| Testo fornito |

****************

Il problema allora non sta nelle chiacchiere di questi giorni, ma nella "cruna dell'ago", la porta per la salvezza che si fa sempre più stretta.
Eppure la possibilità di fare qualcosa di incisivo, con l'entrata nell'euro e con la drastica riduzione degli interessi sul debito pubblico, l'abbiamo avuta a suo tempo, ma l'abbiamo gettata alle ortiche.
 
Ed è successo perché fondamentalmente non crediamo negli elementi e nelle idee che fanno civile una nazione.
Non crediamo nella scienza, preferiamo gli astrologi e suoi derivati.
Non crediamo nella formazione, tanto che non investiamo nel modo giusto nella scuola.
Non crediamo nei giovani, abbiamo infatti la classe dirigente più vecchia d'Europa se non del mondo.
Non crediamo nell'etica in politica che consideriamo debolezza, infatti la facciamo gestire a chi è dotato di carisma personale, di cinismo e di opportunismo scambiandoli per capacità di leadership.

****************

| Dati mostrati |
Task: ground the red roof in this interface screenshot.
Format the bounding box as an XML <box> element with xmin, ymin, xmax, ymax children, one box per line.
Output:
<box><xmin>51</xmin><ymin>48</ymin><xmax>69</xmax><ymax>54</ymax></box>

****************

| Completa quanto segue |
A - Secondo il testo fornito, grazie a che cosa abbiamo avuto a suo tempo la possibilità di fare qualcosa di incisivo?
B - Stampa il passo del testo fornito che va da "Ed è successo" a "e suoi derivati.".
C - Traduci in inglese questa frase del testo fornito: "Non crediamo nei giovani, abbiamo infatti la classe dirigente più vecchia d'Europa se non del mondo."

| Risultati per attività |
A - Grazie all'entrata nell'euro e alla drastica riduzione degli interessi sul debito pubblico.

B -
Ed è successo perché fondamentalmente non crediamo negli elementi e nelle idee che fanno civile una nazione.
Non crediamo nella scienza, preferiamo gli astrologi e suoi derivati.

C - We don't believe in young people; in fact, we have the oldest ruling class in Europe, if not in the world.